## What to produce
Whenever a line of the data below holds the string "palm", copy that line.

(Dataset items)

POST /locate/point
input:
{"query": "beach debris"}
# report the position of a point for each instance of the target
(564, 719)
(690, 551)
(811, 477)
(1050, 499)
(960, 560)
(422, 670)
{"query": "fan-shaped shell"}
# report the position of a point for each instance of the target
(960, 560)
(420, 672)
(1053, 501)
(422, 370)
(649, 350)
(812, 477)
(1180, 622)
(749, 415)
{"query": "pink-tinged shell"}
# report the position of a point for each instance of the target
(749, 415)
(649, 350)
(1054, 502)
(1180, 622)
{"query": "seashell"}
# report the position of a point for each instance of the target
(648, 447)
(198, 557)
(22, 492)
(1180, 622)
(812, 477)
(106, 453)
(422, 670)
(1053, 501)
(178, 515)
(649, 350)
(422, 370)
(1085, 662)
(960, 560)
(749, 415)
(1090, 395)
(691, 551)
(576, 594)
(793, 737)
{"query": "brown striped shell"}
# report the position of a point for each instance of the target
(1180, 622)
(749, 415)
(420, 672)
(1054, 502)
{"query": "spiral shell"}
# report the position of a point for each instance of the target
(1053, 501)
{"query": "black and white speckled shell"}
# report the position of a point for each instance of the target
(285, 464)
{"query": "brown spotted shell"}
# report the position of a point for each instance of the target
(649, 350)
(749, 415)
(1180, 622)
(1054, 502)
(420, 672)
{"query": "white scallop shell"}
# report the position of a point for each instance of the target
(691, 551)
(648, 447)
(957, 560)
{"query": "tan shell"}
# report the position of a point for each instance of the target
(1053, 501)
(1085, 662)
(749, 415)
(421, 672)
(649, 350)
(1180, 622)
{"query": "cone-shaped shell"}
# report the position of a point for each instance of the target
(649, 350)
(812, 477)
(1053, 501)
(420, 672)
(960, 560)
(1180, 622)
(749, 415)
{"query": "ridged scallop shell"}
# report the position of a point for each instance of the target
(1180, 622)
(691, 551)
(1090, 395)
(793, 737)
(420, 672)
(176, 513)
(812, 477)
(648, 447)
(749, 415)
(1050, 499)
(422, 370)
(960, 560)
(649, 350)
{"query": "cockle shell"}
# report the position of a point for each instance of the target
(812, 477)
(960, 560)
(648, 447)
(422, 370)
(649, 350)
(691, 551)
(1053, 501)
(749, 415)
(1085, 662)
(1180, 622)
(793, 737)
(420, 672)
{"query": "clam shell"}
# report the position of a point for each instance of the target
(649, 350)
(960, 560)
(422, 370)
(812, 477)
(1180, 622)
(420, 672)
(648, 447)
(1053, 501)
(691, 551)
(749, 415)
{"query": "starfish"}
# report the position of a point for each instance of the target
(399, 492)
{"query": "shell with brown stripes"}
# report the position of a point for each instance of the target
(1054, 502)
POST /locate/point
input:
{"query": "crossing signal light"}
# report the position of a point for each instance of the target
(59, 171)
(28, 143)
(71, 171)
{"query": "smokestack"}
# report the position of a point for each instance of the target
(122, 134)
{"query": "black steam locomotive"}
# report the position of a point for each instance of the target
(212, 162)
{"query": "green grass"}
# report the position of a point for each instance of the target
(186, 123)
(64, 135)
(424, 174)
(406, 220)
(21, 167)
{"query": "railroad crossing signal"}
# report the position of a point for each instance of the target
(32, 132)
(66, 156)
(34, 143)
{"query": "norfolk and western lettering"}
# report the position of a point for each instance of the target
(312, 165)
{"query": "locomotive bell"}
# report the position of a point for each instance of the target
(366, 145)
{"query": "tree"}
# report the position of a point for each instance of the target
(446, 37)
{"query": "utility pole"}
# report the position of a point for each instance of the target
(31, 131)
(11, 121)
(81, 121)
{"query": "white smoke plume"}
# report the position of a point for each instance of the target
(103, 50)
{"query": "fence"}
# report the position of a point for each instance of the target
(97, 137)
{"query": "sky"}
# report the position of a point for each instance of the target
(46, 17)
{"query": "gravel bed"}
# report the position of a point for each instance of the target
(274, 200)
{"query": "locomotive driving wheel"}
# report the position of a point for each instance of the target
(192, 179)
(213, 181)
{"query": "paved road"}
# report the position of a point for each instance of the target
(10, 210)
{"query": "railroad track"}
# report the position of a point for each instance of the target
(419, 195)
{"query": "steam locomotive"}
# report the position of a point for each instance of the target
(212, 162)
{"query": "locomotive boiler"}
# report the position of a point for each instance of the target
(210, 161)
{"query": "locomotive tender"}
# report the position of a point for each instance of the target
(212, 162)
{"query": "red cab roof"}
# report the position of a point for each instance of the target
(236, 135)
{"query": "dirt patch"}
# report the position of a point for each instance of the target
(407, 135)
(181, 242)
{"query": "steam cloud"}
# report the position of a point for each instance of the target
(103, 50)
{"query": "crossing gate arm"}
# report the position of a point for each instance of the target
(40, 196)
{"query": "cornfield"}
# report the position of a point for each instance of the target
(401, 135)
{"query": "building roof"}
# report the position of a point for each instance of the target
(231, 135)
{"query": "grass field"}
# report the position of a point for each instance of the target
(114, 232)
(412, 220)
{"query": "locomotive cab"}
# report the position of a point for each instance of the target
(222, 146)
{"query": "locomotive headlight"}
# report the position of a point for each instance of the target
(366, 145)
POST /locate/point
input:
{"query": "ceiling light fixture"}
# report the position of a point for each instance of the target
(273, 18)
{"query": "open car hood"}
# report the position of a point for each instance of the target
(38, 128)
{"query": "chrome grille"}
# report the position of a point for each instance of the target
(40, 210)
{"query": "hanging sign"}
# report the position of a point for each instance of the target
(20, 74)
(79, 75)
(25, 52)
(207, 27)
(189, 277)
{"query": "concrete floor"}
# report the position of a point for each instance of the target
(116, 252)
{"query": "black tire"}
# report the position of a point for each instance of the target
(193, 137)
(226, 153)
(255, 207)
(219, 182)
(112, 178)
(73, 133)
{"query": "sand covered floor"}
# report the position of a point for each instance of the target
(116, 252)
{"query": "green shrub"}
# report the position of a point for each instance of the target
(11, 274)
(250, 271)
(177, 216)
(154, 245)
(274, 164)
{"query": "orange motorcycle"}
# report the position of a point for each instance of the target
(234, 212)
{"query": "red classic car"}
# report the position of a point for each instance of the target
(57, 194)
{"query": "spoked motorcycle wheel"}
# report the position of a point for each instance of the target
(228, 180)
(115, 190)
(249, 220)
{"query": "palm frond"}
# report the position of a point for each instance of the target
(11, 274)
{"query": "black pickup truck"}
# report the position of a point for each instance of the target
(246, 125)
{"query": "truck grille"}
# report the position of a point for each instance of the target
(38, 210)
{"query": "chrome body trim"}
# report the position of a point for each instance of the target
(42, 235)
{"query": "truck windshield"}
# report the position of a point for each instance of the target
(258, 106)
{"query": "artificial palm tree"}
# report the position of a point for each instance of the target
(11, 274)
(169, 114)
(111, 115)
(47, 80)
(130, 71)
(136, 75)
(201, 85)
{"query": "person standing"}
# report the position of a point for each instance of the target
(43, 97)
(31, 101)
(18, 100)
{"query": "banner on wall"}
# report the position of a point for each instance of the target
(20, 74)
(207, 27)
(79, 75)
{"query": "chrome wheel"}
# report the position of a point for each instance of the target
---
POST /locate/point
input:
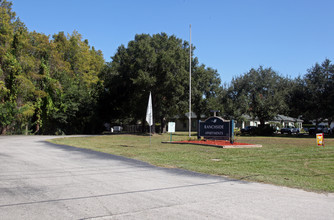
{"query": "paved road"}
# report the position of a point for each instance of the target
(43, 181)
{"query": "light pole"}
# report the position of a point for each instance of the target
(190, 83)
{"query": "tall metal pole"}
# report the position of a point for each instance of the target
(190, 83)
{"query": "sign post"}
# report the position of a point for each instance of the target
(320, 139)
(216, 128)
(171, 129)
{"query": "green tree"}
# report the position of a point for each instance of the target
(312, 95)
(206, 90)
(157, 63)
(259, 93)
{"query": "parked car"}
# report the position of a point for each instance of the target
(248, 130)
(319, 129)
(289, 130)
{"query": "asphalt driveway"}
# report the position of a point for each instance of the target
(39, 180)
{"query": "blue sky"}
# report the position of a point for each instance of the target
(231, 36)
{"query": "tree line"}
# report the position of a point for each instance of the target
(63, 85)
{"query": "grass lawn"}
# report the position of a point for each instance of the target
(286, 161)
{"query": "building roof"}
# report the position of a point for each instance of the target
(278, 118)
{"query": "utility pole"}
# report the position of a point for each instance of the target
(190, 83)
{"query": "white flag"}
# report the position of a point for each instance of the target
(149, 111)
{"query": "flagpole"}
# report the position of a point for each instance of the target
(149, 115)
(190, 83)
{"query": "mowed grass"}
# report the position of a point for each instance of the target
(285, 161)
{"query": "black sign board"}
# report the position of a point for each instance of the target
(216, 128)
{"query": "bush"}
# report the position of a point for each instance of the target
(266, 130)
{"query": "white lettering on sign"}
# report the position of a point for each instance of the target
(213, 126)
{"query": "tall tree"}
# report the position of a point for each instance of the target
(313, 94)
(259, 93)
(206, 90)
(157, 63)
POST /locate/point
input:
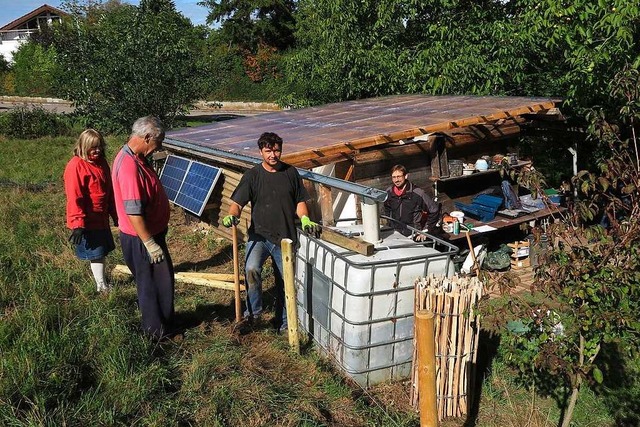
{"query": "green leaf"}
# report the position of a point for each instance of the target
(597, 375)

## Result for this task
{"query": "palm frond"}
{"query": "artificial palm tree"}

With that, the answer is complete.